Write the next part of the forum thread about serializing aggregated objects, starting right after its last sentence.

§ **Extract**
[start]

Serializing aggregated objects?

Daklu · November 12, 2011

So we've talked a lot about the dangers of using LV's built-in object serialization techniques. When I save objects to disk I'll throw the data in a typedef, convert it to xml, and write it to disk. All is good. If I'm going to need version mutation I can wrap the xml data in a cluster with a version number, convert *that* to xml, and write to disk.

That second xml conversion makes it a little difficult to read the original xml string. Usually it's not that big of a deal--I can figure it out enough to modify the data if I need to.

In my current project I have a SystemConfig object that is an aggregation of its own data and unique config objects for several subsystems. I did this so I wouldn't have half a dozen different config files. Each config object has it's own serialization implementation, similar to the one above. (It doesn't use JKI's Easy XML. I've been exploring that on my own.) When the SystemConfig.Serialize method is invoked it in turn invokes each object's Serialize method, puts all the serialized strings in an array, adds the version number, and flattens it all to xml so it can be written to disk.

This works, but all those xml conversions really mess up the readability. Has anyone found a good way to serialize aggregated objects while maintaining the ability to manually mutate the data and preserve readability?

Jon Kokott · November 12, 2011

I've given up on trying to do this. It is an incredibly difficult task to manage mutation history alone and have things work. I've resolved to never support old objects (even though it sometimes works.) and always store as binary. If someone needs to edit the file I create an editor program which is released alongside the actual test software, and use windows to dispatch it on a special file extension.

Probably not what you want to hear, but I've had waay too many headaches from people manipulating .ini, xml, or any other type of human readable file.

~Jon

mje · November 13, 2011

I've grown an aversion to XML for serialization due to the size of the documents I'm creating. Also, let's face it: to the non programmer, XML is NOT readable.

[end]

§ **Supplied information**
[start]

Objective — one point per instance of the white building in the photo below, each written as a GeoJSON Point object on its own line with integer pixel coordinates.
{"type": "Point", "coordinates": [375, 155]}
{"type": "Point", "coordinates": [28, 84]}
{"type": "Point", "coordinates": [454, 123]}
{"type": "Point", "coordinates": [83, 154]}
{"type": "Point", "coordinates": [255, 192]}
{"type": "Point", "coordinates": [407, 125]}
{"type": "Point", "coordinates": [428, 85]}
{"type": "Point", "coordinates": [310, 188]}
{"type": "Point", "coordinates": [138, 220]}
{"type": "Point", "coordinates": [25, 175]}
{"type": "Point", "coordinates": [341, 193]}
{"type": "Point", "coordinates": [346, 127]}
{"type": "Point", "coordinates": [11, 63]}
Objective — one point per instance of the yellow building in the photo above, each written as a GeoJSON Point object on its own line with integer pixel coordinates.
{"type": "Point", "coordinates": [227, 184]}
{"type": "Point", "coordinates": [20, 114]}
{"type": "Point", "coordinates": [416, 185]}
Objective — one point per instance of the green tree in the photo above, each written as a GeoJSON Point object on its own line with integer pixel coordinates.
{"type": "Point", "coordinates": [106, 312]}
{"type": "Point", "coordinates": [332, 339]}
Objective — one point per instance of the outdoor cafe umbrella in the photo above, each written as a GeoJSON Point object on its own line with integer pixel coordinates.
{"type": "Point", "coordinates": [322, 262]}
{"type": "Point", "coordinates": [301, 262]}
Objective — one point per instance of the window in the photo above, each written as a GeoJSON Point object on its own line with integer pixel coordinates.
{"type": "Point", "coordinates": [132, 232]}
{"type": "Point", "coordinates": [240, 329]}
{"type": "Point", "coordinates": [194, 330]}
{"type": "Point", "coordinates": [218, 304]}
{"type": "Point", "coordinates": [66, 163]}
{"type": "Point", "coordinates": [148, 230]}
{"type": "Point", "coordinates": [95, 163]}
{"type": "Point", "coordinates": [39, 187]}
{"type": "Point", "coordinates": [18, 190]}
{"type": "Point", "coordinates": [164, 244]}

[end]

§ **Response to this exercise**
However, I think the only way of really doing this is to have each class implement a common interface for serialization, whether it's XML, binary, or something in between. In the end, it means nothing you serialize will directly inherited from LABVIEW Object, but whatever your core serialization superclass is. Then each class implements their own ToXML, or whatever. Messy and cumbersome. If you support reading multiple versions, somewhere is a case structure monolith in each class too.

For the record, my methods usually involves dumping serial data into an anonymous cluster and writing it to disk (or whatever). Depending on the implementation the cluster might be proceeded by a version and class id of some type. Usually I do binary, but I do use XML from time to time if the data is small, say less than 50 MB.

crelf · November 14, 2011

The question becomes defining what "readable" means. In these cases, I tend to think that the software can read it, so that's one level or readability, and I can read it to a certain level, so that's another level of readability. Does your average user need to dive into the xml? Hopefully not - your software should be what's taking care of the data (who knows what a user can do to it), and if you do need the user to modify the data in an xml file, then provide a file editor that protects the stuff they shouldn't play with, and only exposes encapsulated access to the things they should.

I know it doesn't answer your question, but I think your question might lead to others in the application of your architecture.

Daklu · November 14, 2011

Good answers from everyone. Thanks.

The question becomes defining what "readable" means.

Primarily I meant readable by me and readable enough for an advanced user to be able to make a change if I gave them instructions on what to change and where to change it.

One of the things stored in the config file is a list of available microscope zoom levels populating a certain ring control. The customer wanted to be able to easily add new zoom levels to the list. Creating a user interface and doing that via software is the better solution, but time is short so I was thinking directly editing the xml config file would be an easy work around. That's when I ran smack into the readability issue of flatteninig an xml string to xml.

Based on the feedback and time constraints, I think I'll stick with binary config files and push that feature off to version 2.

Daklu · November 14, 2011

Hmm... odd question I had while converting all my xml outputs to binary strings. Flatten to String has error input and outputs, but the help file doesn't indicate if function generates any errors on its own or if it just passes through the errors it receives. I don't think it produces its own errors, but I'm not sure. Anyone else know?

Darin · November 14, 2011

I don't think it produces its own errors, but I'm not sure. Anyone else know?

If you use 7.x mode and wire something which can not be represented by the Type String then supposedly you can get an error. Don't ask me what that something is, I don't know.

Aristos Queue · November 15, 2011

Flatten to String can return Out Of Memory.

PaulL · November 15, 2011

OK, I will ask again what I think is an obvious question here: Why doesn't NI include a native feature to serialize LabVIEW objects in an exchangeable way? (Alternatively, why doesn't NI provide enough access to allow a third party to develop such a framework?)

For me, "exchangeable" definitely means in a manner that allows the data to shared between platforms. (Hence having "default data" without specifying the values of the default data is not allowed.) Moreover, using a more common format (such as "Simple XML" is appropriate.)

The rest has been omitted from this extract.